* **DIRECTIONS**: Each record is to be written out exactly as it appears.

* **PROVIDED DATA**:
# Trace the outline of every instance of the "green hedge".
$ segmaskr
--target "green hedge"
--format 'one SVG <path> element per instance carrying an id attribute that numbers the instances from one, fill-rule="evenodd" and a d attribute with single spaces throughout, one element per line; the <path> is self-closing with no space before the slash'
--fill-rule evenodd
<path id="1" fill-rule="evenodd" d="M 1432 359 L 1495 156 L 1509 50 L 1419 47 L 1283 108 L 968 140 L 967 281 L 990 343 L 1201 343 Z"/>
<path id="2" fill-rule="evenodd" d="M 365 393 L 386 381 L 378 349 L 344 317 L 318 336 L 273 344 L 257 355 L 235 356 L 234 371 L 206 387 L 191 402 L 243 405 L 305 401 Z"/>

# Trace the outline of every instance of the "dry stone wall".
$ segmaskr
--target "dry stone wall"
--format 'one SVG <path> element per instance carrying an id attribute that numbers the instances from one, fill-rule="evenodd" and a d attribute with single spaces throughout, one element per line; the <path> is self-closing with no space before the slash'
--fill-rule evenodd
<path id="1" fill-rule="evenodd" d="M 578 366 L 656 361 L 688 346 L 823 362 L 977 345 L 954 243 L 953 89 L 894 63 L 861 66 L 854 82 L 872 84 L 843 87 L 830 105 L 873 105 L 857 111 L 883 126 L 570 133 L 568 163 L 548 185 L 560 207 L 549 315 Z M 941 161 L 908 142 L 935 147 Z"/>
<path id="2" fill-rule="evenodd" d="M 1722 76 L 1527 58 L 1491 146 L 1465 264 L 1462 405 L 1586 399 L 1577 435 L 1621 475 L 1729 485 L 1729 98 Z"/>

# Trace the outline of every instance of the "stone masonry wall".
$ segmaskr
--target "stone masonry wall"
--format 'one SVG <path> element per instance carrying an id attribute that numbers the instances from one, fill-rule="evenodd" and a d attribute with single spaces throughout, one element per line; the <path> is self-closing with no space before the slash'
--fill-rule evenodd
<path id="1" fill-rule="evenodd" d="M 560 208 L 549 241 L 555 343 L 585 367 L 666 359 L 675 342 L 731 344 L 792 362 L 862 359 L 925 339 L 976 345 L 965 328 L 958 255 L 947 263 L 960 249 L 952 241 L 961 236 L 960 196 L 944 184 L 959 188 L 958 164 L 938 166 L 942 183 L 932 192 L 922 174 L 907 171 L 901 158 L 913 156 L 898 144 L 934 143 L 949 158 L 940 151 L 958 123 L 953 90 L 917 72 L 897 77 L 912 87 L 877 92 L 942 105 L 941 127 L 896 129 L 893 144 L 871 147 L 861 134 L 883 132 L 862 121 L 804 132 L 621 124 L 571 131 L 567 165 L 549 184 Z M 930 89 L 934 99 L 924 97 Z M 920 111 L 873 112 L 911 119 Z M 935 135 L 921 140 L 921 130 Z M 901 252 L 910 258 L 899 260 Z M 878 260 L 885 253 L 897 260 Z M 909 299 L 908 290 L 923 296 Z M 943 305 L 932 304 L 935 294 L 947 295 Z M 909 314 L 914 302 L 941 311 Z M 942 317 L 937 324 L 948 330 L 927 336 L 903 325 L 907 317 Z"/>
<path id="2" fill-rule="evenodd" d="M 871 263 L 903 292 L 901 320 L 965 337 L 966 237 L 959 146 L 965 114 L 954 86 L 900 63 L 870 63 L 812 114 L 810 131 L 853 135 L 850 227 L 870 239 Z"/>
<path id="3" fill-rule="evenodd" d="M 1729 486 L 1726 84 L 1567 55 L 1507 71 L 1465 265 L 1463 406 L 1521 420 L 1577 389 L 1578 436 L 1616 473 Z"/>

* **SOLUTION**:
# Trace the outline of every instance of the "green hedge".
$ segmaskr
--target "green hedge"
--format 'one SVG <path> element per instance carrying an id attribute that numbers the instances from one, fill-rule="evenodd" and a d attribute with single spaces throughout, one element per line; the <path> is self-closing with no space before the slash'
--fill-rule evenodd
<path id="1" fill-rule="evenodd" d="M 1432 359 L 1495 156 L 1509 50 L 1419 47 L 1283 108 L 968 140 L 967 281 L 990 343 L 1201 343 Z"/>
<path id="2" fill-rule="evenodd" d="M 365 393 L 386 381 L 378 349 L 344 317 L 318 336 L 273 344 L 257 355 L 235 356 L 234 371 L 206 387 L 191 402 L 243 405 L 305 401 Z"/>

# Trace the outline of every instance of the "dry stone wall".
$ segmaskr
--target "dry stone wall"
--format 'one SVG <path> element per instance carrying an id attribute that numbers the instances from one, fill-rule="evenodd" and a d attribute with single spaces throughout, one element per line; the <path> is self-closing with no space before the slash'
--fill-rule evenodd
<path id="1" fill-rule="evenodd" d="M 578 366 L 656 361 L 688 346 L 823 362 L 977 345 L 954 243 L 953 89 L 894 63 L 861 66 L 854 82 L 872 84 L 843 87 L 830 105 L 873 105 L 857 111 L 883 126 L 570 133 L 568 163 L 548 185 L 560 207 L 549 315 Z M 941 161 L 908 142 L 935 147 Z"/>
<path id="2" fill-rule="evenodd" d="M 1722 76 L 1527 58 L 1491 146 L 1465 264 L 1462 405 L 1586 399 L 1577 435 L 1621 475 L 1729 485 L 1729 98 Z"/>

# Trace the outline of every instance of the "stone masonry wall".
$ segmaskr
--target "stone masonry wall"
--format 'one SVG <path> element per instance carrying an id attribute that numbers the instances from one, fill-rule="evenodd" and a d attribute with single spaces throughout, one element per line; the <path> is self-closing with no space before the slash'
--fill-rule evenodd
<path id="1" fill-rule="evenodd" d="M 560 208 L 549 241 L 555 343 L 585 367 L 666 359 L 675 342 L 731 344 L 792 362 L 862 359 L 925 339 L 976 345 L 965 328 L 958 255 L 947 263 L 960 249 L 952 241 L 961 236 L 960 196 L 944 184 L 959 188 L 958 164 L 938 166 L 942 183 L 932 192 L 922 174 L 907 171 L 901 158 L 913 156 L 898 144 L 934 143 L 949 158 L 940 151 L 958 123 L 953 90 L 917 72 L 897 77 L 912 87 L 877 92 L 942 105 L 941 127 L 896 129 L 893 144 L 871 147 L 861 134 L 883 132 L 862 121 L 804 132 L 621 124 L 571 131 L 567 165 L 549 184 Z M 930 89 L 934 99 L 924 97 Z M 920 111 L 873 112 L 911 119 Z M 935 135 L 921 140 L 921 130 Z M 901 252 L 910 258 L 899 260 Z M 878 260 L 885 253 L 897 260 Z M 909 299 L 908 290 L 923 296 Z M 943 305 L 932 304 L 935 294 L 947 295 Z M 909 314 L 914 302 L 941 311 Z M 942 317 L 937 324 L 948 330 L 927 336 L 903 325 L 907 317 Z"/>
<path id="2" fill-rule="evenodd" d="M 871 263 L 903 292 L 901 320 L 965 337 L 966 237 L 959 146 L 965 114 L 954 86 L 900 63 L 870 63 L 812 114 L 810 131 L 853 135 L 850 227 L 870 239 Z"/>
<path id="3" fill-rule="evenodd" d="M 1729 486 L 1726 84 L 1567 55 L 1507 71 L 1465 265 L 1463 406 L 1521 420 L 1577 389 L 1578 436 L 1616 473 Z"/>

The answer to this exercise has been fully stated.